── ПРЕДОСТАВЛЕННЫЙ ОТРЫВОК ──

Анна Матисс обменяла фортепьяно на продукты, а в нотные листы заворачивала провизию. Анри застал мать, как и предполагал, когда она переносила закопанные четыре года назад в саду ценности и чистила то, что уцелело. «Я скорее сожгла бы все, чем позволила бошам дотронуться до моих вещей!» – говорила она, жалуясь, что освободившие Боэн английские солдаты забрали все одежные щетки. Мамаша Матисс поклялась выжить, чтобы снова увидеть старшего сына. Но ничто не могло заставить ее уехать с ним в Исси до тех пор, пока дом, в котором прошла вся ее жизнь, не будет приведен в порядок.
Мать Матисса была женщиной с крутым нравом, как, впрочем, его жена и дочь. Все трое имели на него большое влияние. Все трое помогали ему и направляли на тот путь, которым он шел до последнего дня. Франсуаза Жило, одна из возлюбленных Пикассо, назвала мадам Матисс и Маргерит кариатидами, поддерживающими вход в «храм Матисса». Художник всегда уверял, что по натуре он был человеком безответственным, неорганизованным и крайне недисциплинированным. 11 ноября, в ночь, когда было подписано соглашение о перемирии и по всей Европе началась вакханалия веселья, он вскарабкался на стол в кафе (дело было в знаменитой «Ротонде» на Монпар-насе) и сыграл дикое фанданго на чужой скрипке («Да, старина, – сказал ему Марке, – видела бы тебя сейчас твоя Амели!»)[178]178
«Только бы “Cri de Paris” не посвятила мне статью в своем ближайшем номере!» – якобы испуганно сказал Матисс, возвращая скрипку владельцу
[Закрыть]. Уже через месяц Матисс уехал в Ниццу, чтобы снова приняться там за работу. Пикассо вспомнит о своем старом сопернике незадолго до кончины Матисса и десятилетия спустя откликнется на матиссовского «Скрипача у окна» странной картиной под названием «Тень». Прямая, сосредоточенная фигура стоящего у открытого окна «Скрипача» удивительным образом соответствовала состоянию Матисса в 1918 году. Перед ним открывался новый свет и новый мир – мир его воображения, в котором реальность обретала новые формы и смысл.
Часть вторая.
ХУДОЖНИК ЮГА
Глава первая.
ОТШЕЛЬНИК С АНГЛИЙСКОЙ НАБЕРЕЖНОЙ.
1919–1922
Всю весну 1919 года Матисс навещал Огюста Ренуара, жившего в большом поместье «Ле-Коллетт» в городке Кань-сюр-Мер близ Ниццы. Художнику было за семьдесят, во время войны он овдовел и пребывал в довольно жалком состоянии. Передвигаться сам Ренуар не мог, и его переносили из спальни в мастерскую на специальном кресле-портшезе, куда «он валился словно труп». Дряхлый, обмотанный бинтами, неспособный из-за тяжелейшего артрита держать кисть, Ренуар жил только ради того, чтобы писать, что он и делал каждый день, зажав кисть между большим и указательным пальцами. «Живыми в нем оставались только глаза, речь и его несчастная, скрюченная, деформированная, кровоточащая рука», – рассказывал Матисс, появлявшийся в «Ле-Коллетт», заканчивая писать очередной пейзаж где-нибудь поблизости. Смотреть, как старик морщится от боли, но не бросает работу, было невыносимо. «Боль проходит, Матисс, а красота остается. Я совершенно счастлив и не умру, пока не закончу… свою лучшую вещь», – успокаивал его Ренуар, широко улыбаясь. Писать он мог только на уровне глаз, поэтому большой холст пришлось намотать на вращающийся цилиндр и помощник то поднимал «Купающихся», то опускал.

───
── ПРЕДСТАВЛЕННЫЕ ДАННЫЕ ──

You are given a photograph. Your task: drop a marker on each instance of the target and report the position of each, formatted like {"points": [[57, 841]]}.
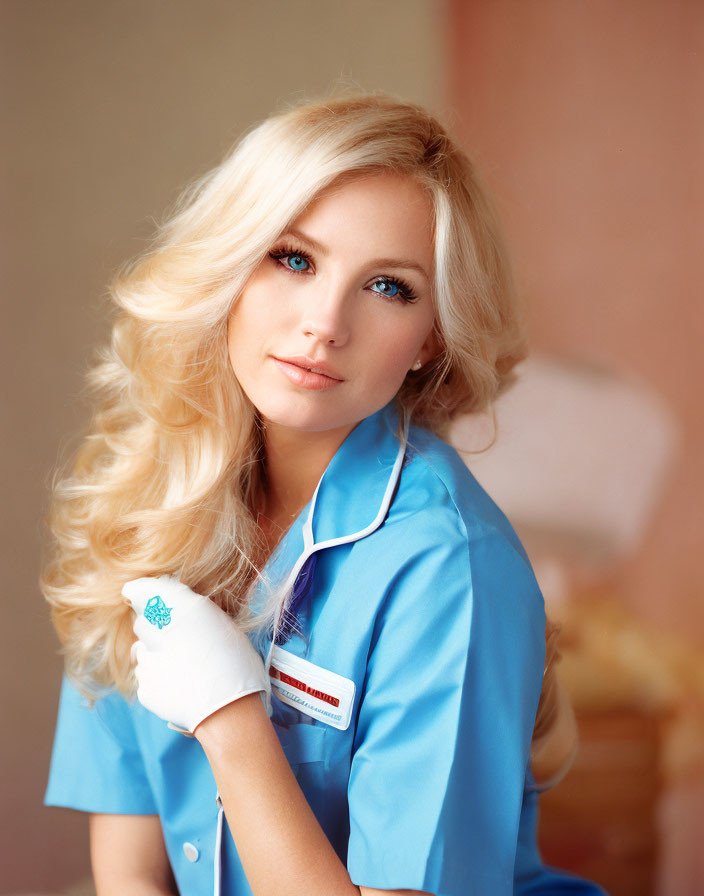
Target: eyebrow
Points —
{"points": [[375, 262]]}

───

ЗАДАНИЕ 1 ▸ Процитируйте из отрывка о Матиссе фрагмент от слов "Анна Матисс обменяла" до слов "приведен в порядок." включительно.
ЗАДАНИЕ 2 ▸
Ответьте по отрывку о Матиссе на вопросы:
(a) На что Анна Матисс обменяла фортепьяно?
(b) Куда Матисс уехал через месяц после перемирия?
(c) В каком поместье и в каком городке жил Огюст Ренуар?
ЗАДАНИЕ 3 ▸ Продолжите отрывок о Матиссе, начав сразу после его последнего предложения.

ПИСЬМЕННЫЙ ОТВЕТ 1 ▸
Анна Матисс обменяла фортепьяно на продукты, а в нотные листы заворачивала провизию. Анри застал мать, как и предполагал, когда она переносила закопанные четыре года назад в саду ценности и чистила то, что уцелело. «Я скорее сожгла бы все, чем позволила бошам дотронуться до моих вещей!» – говорила она, жалуясь, что освободившие Боэн английские солдаты забрали все одежные щетки. Мамаша Матисс поклялась выжить, чтобы снова увидеть старшего сына. Но ничто не могло заставить ее уехать с ним в Исси до тех пор, пока дом, в котором прошла вся ее жизнь, не будет приведен в порядок.

ПИСЬМЕННЫЙ ОТВЕТ 2 ▸
(a) На продукты.
(b) В Ниццу.
(c) В поместье «Ле-Коллетт» в городке Кань-сюр-Мер близ Ниццы.

ПИСЬМЕННЫЙ ОТВЕТ 3 ▸
Когда Матисс рассказывал о маленьком немощном человеке, сумевшем сохранить ум, память и страстное желание запечатлеть на холсте грезившихся ему обнаженных девушек на зеленом берегу, у него всегда дрожал голос. Наблюдая за этим «клубком страданий», оживающим за работой, Матисс поклялся себе, что тоже не струсит, если болезнь вдруг начнет одолевать его.
Впервые он появился в «Ле-Коллетт» 31 декабря 1917 года, в свой сорок восьмой день рождения. Ренуар был удивлей безупречным видом (Матисс в светлой фетровой шляпе, подобранной в тон просторному пальто из шотландской ткани, представлял собой «настоящий художественный манифест») и невероятной церемонностью своего гостя. «Матисс рядом с сидящим в кресле иссохшим Ренуаром, бросавшим пронзительные взгляды из-под серой каскетки, напоминал Рубенса-дипломата, вручающего верительные грамоты кому-то из престарелых пап», – съязвил сопровождавший Матисса Жорж Бессон. На самом деле Матисс просто безумно нервничал – ведь он знакомился с самим Ренуаром. Он отважится показать свои работы мэтру лишь несколько месяцев спустя и то в последнюю минуту запаникует и, уже стоя на перроне с рулоном холстов в руках, будет сомневаться, ехать или не ехать в Кань.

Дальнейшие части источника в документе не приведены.